Required task 1: In the Yokohama earthquake account, write out the stretch from "Fortunately, all my" through "humans are nothing.", swapping "tsunami" for "tidal wave".
Required task 2: According to the Yokohama earthquake account, why were the nights after the tremor restless and sleepless? Answer in one to three sentences.
Required task 3: Please continue the Yokohama earthquake account from its final sentence.

Text passage:

Earthquakes are not unusual in Yokohama, Japan or in Tokyo. If fact, a big one has been predicted for years and people in the area have been living with the knowledge that a very big one could hit the area anytime. All Japanese are aware of that, including myself, but who would have thought that we’d experience it?
Rocking my world
It happened when I was visiting my mother in Yokohama on Friday afternoon. She lives in an assisted living community near my sister’s home and her room is on the 5th floor. We were talking, then we felt the tremor.
Everything started squeaking and rattling, the building shaking and swaying. Drawers came out. Things started falling down. It was truly terrifying. There were many more aftershocks, some of them big enough to scare us. The next few nights were restless and sleepless because of aftershocks.
Fortunately, all my family was safe and escaped any serious damage.
One foot in front of the other
Then, when the March 11 earthquake hit, we watched unfolding images of the tsunami devastating coastal towns and villages with horror, feeling helpless. It was almost unreal, beyond comprehension. In the face of the full force of nature, we humans are nothing.
Many people abroad were impressed by the calmness and orderliness of the Japanese during this catastrophe. But what can we do? So many lives were lost, so many people missing, so many people displaced. Many brave workers at the nuclear power plant are risking their own lives making every effort to stabilize it. We are fortunate to survive, let’s stay calm and stand behind the victims and carry on one day at a time.
On Sunday afternoon in Yokohama, we heard a loudspeaker going around the area saying,
The third reactor exploded not too long ago. Please go inside the house. Close the doors and windows. Don’t let children go outside, and if you don’t have any reason, please stay home.

Records provided:
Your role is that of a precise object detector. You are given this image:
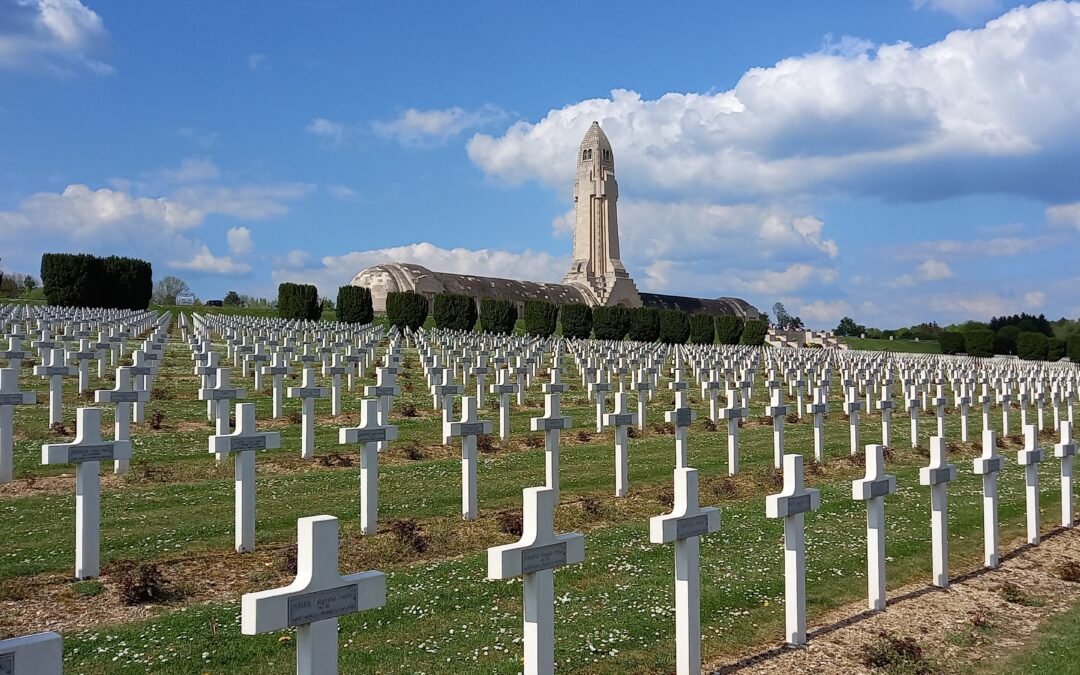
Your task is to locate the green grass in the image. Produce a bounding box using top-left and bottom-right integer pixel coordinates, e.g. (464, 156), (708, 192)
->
(0, 324), (1071, 673)
(840, 338), (942, 354)
(997, 603), (1080, 675)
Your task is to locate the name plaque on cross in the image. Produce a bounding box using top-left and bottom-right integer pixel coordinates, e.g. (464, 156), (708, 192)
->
(68, 443), (113, 464)
(347, 429), (389, 443)
(458, 422), (484, 436)
(288, 585), (359, 625)
(229, 436), (267, 453)
(522, 541), (566, 575)
(675, 513), (708, 539)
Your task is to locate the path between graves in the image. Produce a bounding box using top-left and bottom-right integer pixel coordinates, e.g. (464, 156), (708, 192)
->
(704, 528), (1080, 675)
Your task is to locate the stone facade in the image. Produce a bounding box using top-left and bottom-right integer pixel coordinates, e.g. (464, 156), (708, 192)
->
(350, 122), (760, 319)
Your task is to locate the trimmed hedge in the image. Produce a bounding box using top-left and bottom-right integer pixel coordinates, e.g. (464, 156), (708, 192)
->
(716, 316), (744, 345)
(690, 314), (716, 345)
(937, 330), (963, 354)
(739, 319), (769, 347)
(1016, 333), (1049, 361)
(41, 253), (153, 309)
(480, 298), (517, 335)
(558, 302), (593, 340)
(523, 300), (558, 337)
(626, 307), (660, 342)
(593, 307), (630, 340)
(387, 291), (428, 330)
(963, 328), (994, 356)
(278, 282), (323, 321)
(1065, 334), (1080, 363)
(659, 309), (690, 345)
(337, 286), (375, 324)
(1047, 338), (1065, 361)
(431, 293), (476, 330)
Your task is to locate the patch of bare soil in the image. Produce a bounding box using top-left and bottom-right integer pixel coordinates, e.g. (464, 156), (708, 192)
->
(704, 528), (1080, 674)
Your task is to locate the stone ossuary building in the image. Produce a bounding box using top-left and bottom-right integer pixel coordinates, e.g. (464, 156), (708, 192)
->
(350, 122), (760, 319)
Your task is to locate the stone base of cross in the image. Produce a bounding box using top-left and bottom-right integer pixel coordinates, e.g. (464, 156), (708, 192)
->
(487, 487), (585, 674)
(851, 445), (896, 610)
(41, 408), (132, 579)
(338, 399), (397, 535)
(765, 455), (821, 646)
(240, 515), (387, 675)
(648, 466), (720, 675)
(919, 436), (956, 589)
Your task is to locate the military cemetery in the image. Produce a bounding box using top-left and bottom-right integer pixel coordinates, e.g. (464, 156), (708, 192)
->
(0, 0), (1080, 675)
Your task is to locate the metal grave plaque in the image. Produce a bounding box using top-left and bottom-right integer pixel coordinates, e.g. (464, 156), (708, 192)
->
(675, 514), (708, 539)
(288, 584), (357, 625)
(522, 541), (566, 575)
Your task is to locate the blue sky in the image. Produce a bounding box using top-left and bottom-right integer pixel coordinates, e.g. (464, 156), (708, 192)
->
(0, 0), (1080, 327)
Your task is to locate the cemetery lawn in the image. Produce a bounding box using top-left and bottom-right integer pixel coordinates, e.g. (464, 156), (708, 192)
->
(0, 326), (1059, 673)
(839, 338), (942, 354)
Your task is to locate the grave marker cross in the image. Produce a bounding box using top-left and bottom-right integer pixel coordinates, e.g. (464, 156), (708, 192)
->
(240, 515), (387, 675)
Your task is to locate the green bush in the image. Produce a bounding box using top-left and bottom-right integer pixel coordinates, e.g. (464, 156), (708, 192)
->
(716, 316), (743, 345)
(739, 319), (769, 347)
(387, 292), (428, 330)
(41, 253), (105, 307)
(1016, 333), (1049, 361)
(278, 282), (323, 321)
(690, 314), (716, 345)
(523, 300), (558, 337)
(939, 330), (963, 354)
(994, 326), (1023, 354)
(626, 307), (660, 342)
(431, 293), (476, 330)
(1047, 338), (1065, 361)
(337, 286), (375, 324)
(963, 328), (994, 356)
(658, 309), (690, 345)
(1065, 333), (1080, 363)
(558, 302), (593, 340)
(593, 307), (630, 340)
(480, 298), (517, 335)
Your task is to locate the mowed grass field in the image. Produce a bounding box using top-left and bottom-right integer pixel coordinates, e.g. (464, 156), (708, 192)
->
(0, 317), (1059, 673)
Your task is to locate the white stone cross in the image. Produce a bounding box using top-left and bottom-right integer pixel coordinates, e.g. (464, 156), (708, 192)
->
(323, 352), (349, 416)
(972, 429), (1004, 568)
(288, 368), (326, 459)
(210, 403), (281, 553)
(488, 368), (515, 441)
(807, 387), (829, 463)
(765, 388), (787, 469)
(240, 515), (387, 675)
(198, 365), (247, 435)
(919, 436), (956, 589)
(529, 382), (573, 502)
(449, 396), (491, 521)
(720, 389), (746, 476)
(604, 391), (636, 497)
(33, 349), (78, 427)
(1016, 424), (1043, 544)
(765, 455), (821, 646)
(338, 399), (397, 535)
(0, 633), (64, 675)
(0, 368), (38, 485)
(41, 408), (132, 579)
(851, 445), (896, 610)
(1054, 420), (1077, 527)
(94, 366), (150, 475)
(261, 352), (293, 419)
(487, 487), (585, 675)
(0, 368), (38, 485)
(843, 387), (869, 455)
(648, 468), (720, 675)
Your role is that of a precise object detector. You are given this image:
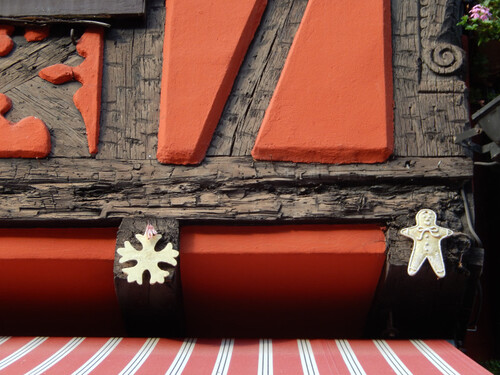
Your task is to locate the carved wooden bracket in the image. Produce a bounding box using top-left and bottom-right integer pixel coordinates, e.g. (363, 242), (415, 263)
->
(0, 94), (51, 158)
(419, 0), (465, 92)
(114, 218), (182, 337)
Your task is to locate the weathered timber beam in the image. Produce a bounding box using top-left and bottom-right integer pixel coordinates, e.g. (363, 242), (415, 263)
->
(0, 157), (473, 185)
(0, 157), (472, 221)
(0, 0), (146, 18)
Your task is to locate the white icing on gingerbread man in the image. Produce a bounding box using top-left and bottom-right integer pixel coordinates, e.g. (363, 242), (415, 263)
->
(400, 209), (453, 277)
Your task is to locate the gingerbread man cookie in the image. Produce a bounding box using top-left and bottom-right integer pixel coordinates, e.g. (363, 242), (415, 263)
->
(400, 209), (453, 278)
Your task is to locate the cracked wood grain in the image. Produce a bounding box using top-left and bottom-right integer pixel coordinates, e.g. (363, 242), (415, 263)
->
(0, 157), (472, 221)
(207, 0), (307, 156)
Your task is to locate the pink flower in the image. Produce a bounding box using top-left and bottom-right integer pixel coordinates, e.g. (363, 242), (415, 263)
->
(469, 5), (491, 21)
(144, 223), (158, 240)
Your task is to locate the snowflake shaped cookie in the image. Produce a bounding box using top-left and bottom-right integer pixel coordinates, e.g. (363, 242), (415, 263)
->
(117, 234), (179, 285)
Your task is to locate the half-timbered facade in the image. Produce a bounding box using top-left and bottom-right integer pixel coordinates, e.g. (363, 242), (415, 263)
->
(0, 0), (483, 374)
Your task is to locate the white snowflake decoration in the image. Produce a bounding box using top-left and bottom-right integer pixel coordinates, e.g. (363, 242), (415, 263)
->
(117, 234), (179, 285)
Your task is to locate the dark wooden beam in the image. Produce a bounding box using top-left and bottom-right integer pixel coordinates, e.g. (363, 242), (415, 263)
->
(0, 0), (146, 18)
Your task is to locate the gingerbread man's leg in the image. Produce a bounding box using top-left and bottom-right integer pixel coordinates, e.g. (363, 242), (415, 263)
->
(427, 251), (446, 278)
(408, 244), (426, 276)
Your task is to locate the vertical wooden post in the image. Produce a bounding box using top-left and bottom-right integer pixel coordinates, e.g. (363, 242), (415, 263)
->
(114, 218), (183, 337)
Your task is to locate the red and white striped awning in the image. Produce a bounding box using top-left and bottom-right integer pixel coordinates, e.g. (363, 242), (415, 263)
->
(0, 337), (489, 375)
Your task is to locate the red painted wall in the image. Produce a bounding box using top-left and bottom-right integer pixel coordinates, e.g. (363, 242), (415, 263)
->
(180, 225), (385, 338)
(0, 228), (124, 336)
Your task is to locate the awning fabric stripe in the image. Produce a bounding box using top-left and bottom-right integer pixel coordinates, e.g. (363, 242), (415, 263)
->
(0, 337), (489, 375)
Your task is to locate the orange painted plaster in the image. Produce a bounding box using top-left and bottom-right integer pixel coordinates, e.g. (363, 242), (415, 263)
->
(0, 228), (122, 335)
(157, 0), (267, 164)
(252, 0), (393, 164)
(0, 25), (14, 57)
(24, 26), (50, 42)
(39, 28), (104, 154)
(180, 225), (385, 338)
(0, 94), (51, 158)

Final result 1:
Fortunately, all my family was safe and escaped any serious damage.
One foot in front of the other
Then, when the March 11 earthquake hit, we watched unfolding images of the tidal wave devastating coastal towns and villages with horror, feeling helpless. It was almost unreal, beyond comprehension. In the face of the full force of nature, we humans are nothing.

Final result 2: The nights were restless and sleepless because of the aftershocks. There were many of them after the first tremor, and some were big enough to scare the narrator and their mother.

Final result 3:
The radiation threat was already very real, and it now appears that the crisis is far from over and the situation is rather discouraging. The frightening reality of radiation threat is not only for human beings, produce, and livestock, but also the contamination of soil, water, sea and air. I’m afraid the impact on our environment can’t be reversed. One organic farmer killed himself in desperation. He said: my land is finished.
We humans arrogantly thought we could harness nature; we could prevent disasters; we have all the safety measures for emergencies; YES, we are very well prepared. We were wrong.
Satellite communication systems, fortress-like tsunami barriers, designated shelters, local governments’ buildings, fire stations and police stations–everything was washed away and destroyed.
Shared vulnerabilities, shared suffering
Our emergency measures and back up systems are heavily depended on electricity, fuel and telephone communication. When everything is wiped out and infrastructure is gone, these are useless. This security depends on such thin thread.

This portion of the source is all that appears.